▶ [PROBLEM DETAILS] Could you write out every one of the items below, character for character?

— Begin PROVIDED RECORDS —

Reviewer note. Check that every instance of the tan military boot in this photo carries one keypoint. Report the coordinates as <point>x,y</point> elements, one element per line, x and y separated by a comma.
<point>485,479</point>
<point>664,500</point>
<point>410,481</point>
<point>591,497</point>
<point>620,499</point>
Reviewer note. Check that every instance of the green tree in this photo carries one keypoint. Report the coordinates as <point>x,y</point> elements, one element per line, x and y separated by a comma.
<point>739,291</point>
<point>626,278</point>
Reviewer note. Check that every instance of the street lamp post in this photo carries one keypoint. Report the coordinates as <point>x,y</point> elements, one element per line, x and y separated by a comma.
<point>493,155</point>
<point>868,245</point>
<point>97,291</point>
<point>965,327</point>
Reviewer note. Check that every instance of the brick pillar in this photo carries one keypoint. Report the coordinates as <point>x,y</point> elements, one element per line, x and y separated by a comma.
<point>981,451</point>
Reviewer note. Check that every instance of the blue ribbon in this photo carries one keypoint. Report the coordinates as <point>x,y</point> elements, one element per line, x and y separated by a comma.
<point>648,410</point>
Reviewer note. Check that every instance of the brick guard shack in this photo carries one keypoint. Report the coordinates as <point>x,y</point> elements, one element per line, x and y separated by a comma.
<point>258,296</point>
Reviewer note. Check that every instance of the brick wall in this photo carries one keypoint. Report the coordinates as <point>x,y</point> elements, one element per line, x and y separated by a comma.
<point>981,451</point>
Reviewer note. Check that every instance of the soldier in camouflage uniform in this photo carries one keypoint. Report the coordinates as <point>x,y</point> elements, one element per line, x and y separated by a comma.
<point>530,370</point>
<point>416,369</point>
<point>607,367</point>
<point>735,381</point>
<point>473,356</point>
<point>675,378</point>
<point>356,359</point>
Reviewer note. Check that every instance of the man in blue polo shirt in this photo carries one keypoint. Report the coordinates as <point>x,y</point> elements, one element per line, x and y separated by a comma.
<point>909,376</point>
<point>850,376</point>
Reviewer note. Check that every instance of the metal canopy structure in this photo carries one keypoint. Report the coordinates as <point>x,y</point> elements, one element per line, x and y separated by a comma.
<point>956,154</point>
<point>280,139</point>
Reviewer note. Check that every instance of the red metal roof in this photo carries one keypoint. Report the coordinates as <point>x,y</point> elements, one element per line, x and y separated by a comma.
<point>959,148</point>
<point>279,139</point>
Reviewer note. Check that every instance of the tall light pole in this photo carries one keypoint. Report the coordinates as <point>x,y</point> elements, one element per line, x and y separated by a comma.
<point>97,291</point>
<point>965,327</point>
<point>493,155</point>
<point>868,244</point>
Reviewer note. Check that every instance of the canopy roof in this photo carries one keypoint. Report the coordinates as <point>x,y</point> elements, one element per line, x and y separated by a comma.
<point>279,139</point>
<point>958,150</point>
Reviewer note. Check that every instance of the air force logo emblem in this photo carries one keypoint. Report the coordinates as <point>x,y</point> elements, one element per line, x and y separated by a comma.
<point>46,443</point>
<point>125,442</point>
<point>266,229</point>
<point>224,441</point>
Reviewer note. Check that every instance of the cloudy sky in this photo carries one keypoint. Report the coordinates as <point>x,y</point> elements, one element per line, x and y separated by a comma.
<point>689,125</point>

— End PROVIDED RECORDS —

▶ [RESULT OF THE EXERCISE]
Reviewer note. Check that every instance of the tan military boot in this photo carries one keypoint. Report the coordinates as <point>x,y</point> elements, one element per line, x and y separated by a comma.
<point>485,479</point>
<point>664,500</point>
<point>410,481</point>
<point>591,497</point>
<point>620,499</point>
Reviewer note. Check that every instance of the green tree in this photo carries one keypoint. Report the coordinates as <point>x,y</point> elements, one element per line, x and y separated by a comma.
<point>739,291</point>
<point>626,278</point>
Reviewer note. Check that every instance of the street lamp post in this photo carries one keypoint. Report the coordinates as <point>x,y</point> elements, one element per line, x and y separated by a comma.
<point>493,155</point>
<point>868,245</point>
<point>97,291</point>
<point>965,327</point>
Reviewer note. Check that every instance of the brick pillar in this photo carries one keypoint. Report the coordinates as <point>x,y</point> elements, one element per line, x and y separated by a comma.
<point>981,451</point>
Reviewer note. Check that every instance of the blue ribbon in this photo carries one keypoint. Report the coordinates as <point>x,y</point> elements, one element per line, x and y separated by a comma.
<point>648,410</point>
Reviewer note. Check that every instance of the brick guard shack in this photo carries one keypoint. Report the coordinates as <point>x,y</point> elements, one element per line, x and y separated by a comma.
<point>258,296</point>
Reviewer note. Check that every instance of the brick wall in this photo carries one keypoint. Report the coordinates as <point>x,y</point> elements, one element per line, x and y separated by a comma.
<point>981,451</point>
Reviewer note. Check that every instance of the soldier in camouflage uniform in this photo carries one keypoint. Report the coordinates as <point>x,y</point> elements, one element per line, x and y separated by a comma.
<point>530,370</point>
<point>416,369</point>
<point>607,367</point>
<point>735,381</point>
<point>473,356</point>
<point>675,378</point>
<point>356,359</point>
Reviewer note. Check that every instance of the man in blue polo shirt in this photo carries one keypoint. Report the coordinates as <point>x,y</point> elements, one element per line, x and y separated by a comma.
<point>909,376</point>
<point>850,376</point>
Reviewer note. Check that every instance of the metal canopy structure in this photo carries one keypoint. Report the coordinates as <point>x,y</point> elements, one element per line, x and y separated by a comma.
<point>956,154</point>
<point>280,139</point>
Reviewer note. Check that every instance of the red metal roof in this photo carries one keypoint. Report the coordinates as <point>x,y</point> elements, one element per line, x and y separated by a comma.
<point>959,148</point>
<point>279,139</point>
Reviewer note. Check that every instance of the tall light pole in this photo carries one keypoint. Report the coordinates as <point>x,y</point> elements, one element per line, x and y separated by a comma.
<point>97,291</point>
<point>965,327</point>
<point>493,155</point>
<point>868,244</point>
Reviewer note. Check that every instance of the canopy roof in this photo carries one keypoint. Report the coordinates as <point>x,y</point> elements, one element per line, x and y separated by a comma.
<point>279,139</point>
<point>958,150</point>
Reviewer note. Check that every instance of the air force logo emblem in this photo carries one keypoint. Report the coordinates as <point>x,y</point> elements, one element per line, x and y separated by a comma.
<point>46,443</point>
<point>125,442</point>
<point>266,229</point>
<point>224,441</point>
Reviewer note. Check that every instance of the cloudy sky in this photo carries one keypoint. Report the coordinates as <point>x,y</point> elements, one element per line, x and y separated by a comma.
<point>689,125</point>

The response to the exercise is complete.